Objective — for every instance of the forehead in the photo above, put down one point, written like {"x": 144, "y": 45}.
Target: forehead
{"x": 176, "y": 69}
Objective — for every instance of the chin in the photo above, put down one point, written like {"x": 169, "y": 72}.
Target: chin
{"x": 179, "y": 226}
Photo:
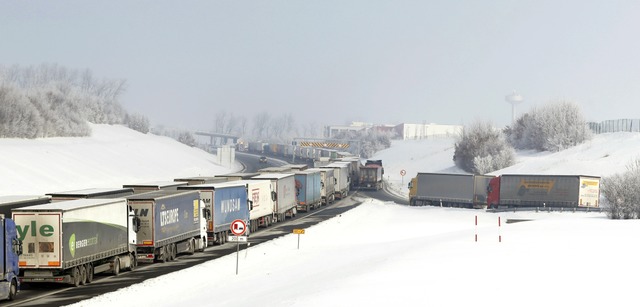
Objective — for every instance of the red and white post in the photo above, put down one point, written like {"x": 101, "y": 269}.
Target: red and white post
{"x": 499, "y": 235}
{"x": 476, "y": 229}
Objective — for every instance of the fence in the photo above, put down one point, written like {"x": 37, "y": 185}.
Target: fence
{"x": 615, "y": 125}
########
**Exercise**
In the material above, find every line that has the string "Objective" and pull those lines out.

**Written answer**
Objective — for every instance of the forehead in the photo above, put down one point, written like {"x": 144, "y": 45}.
Objective — for every instance of the chin in the photo above, put down one point, written like {"x": 169, "y": 72}.
Objective — for every instance of the red and white post in the photo above, put down one point, written like {"x": 101, "y": 269}.
Objective — for every instance of the fence in the photo above, put down one point, written like {"x": 37, "y": 185}.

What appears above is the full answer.